Reproduce exactly the line that contains "Task: mark the electrical" and all lines that follow it in the records below, ending with the last one.

[Data entries]

------------------------------------------------------------

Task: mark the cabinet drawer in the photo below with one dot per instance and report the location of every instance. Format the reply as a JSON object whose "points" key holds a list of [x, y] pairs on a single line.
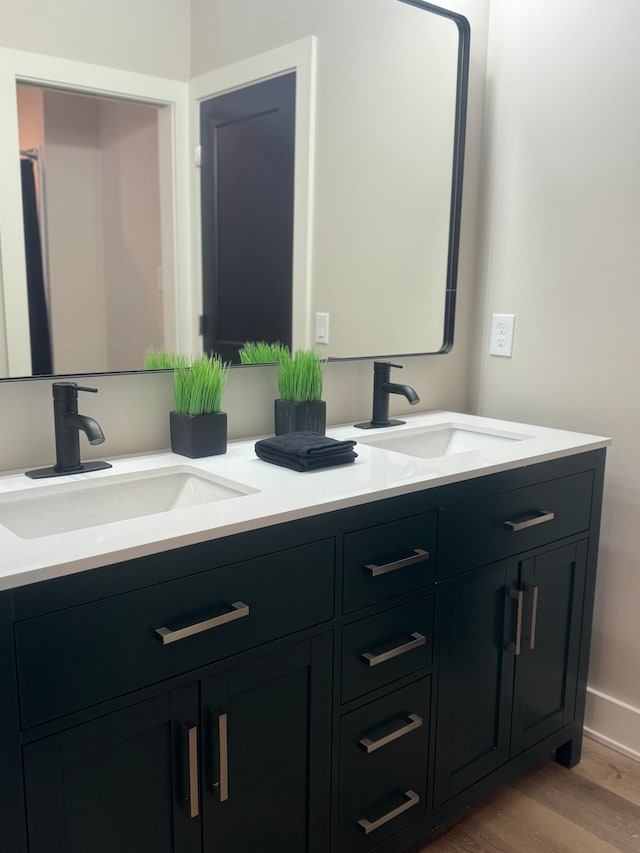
{"points": [[382, 648], [389, 559], [509, 523], [386, 735], [375, 812], [81, 656]]}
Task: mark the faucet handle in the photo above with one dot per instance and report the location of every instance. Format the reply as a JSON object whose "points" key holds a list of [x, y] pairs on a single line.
{"points": [[69, 390], [384, 367]]}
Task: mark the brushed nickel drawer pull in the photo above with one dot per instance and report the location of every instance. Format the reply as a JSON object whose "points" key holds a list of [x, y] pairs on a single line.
{"points": [[221, 787], [238, 611], [514, 647], [371, 745], [416, 641], [533, 618], [190, 735], [419, 556], [541, 517], [370, 826]]}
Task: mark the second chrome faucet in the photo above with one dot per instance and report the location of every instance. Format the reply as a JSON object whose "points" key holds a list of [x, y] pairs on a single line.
{"points": [[382, 388]]}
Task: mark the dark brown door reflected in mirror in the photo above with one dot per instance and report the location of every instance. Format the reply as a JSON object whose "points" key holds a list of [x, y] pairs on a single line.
{"points": [[247, 171]]}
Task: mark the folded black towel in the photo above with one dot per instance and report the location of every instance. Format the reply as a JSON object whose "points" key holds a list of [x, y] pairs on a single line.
{"points": [[305, 451]]}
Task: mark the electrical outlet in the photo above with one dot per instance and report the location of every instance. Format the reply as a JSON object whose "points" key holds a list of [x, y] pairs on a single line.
{"points": [[502, 334], [322, 327]]}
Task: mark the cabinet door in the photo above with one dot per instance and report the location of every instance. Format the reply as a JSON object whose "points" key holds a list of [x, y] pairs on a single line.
{"points": [[476, 619], [124, 782], [266, 762], [546, 669]]}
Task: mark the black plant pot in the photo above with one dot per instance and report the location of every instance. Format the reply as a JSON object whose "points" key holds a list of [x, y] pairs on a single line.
{"points": [[296, 417], [198, 435]]}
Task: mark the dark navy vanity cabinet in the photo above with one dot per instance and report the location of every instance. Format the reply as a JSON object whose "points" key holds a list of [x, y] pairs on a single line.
{"points": [[336, 684]]}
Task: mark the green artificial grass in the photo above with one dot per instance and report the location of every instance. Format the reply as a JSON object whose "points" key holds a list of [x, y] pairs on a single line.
{"points": [[198, 387], [260, 352], [301, 376], [164, 360]]}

------------------------------------------------------------

Answer box
Task: mark the electrical outlet in the photo above with one dot per instance and report the location of every instance. Format the reply as a JSON object whose "points" key holds a list of [x, y] pairs on a single line.
{"points": [[502, 334], [322, 327]]}
Task: mark the cabinet door in the photo above with one dot per instance and report the location of every instance. Format the reply as a JSON object whose "points" key holds a list of [x, y] pairs on a single line.
{"points": [[476, 619], [124, 782], [266, 762], [546, 669]]}
Task: mark the black plant pot in the photo above with one dot per instance and report the location of every instance. Format the reply as a JSON object whose "points" key holds a list of [x, y] pairs on a single line.
{"points": [[296, 417], [198, 435]]}
Task: mark the dark navy vanity cabinet in the photo above with one dot per instance and report the location of every instance. Format the reply as a JSON object whose "points" key holds a list of [x, y] pairs on a single line.
{"points": [[336, 684]]}
Task: mark the green artificial grass in the photo above with one dot per instance and report the location of every instance. Format the reply as a JSON object whose "points" key holds a list of [x, y] pairs on a single line.
{"points": [[198, 387], [260, 352], [301, 376], [164, 360]]}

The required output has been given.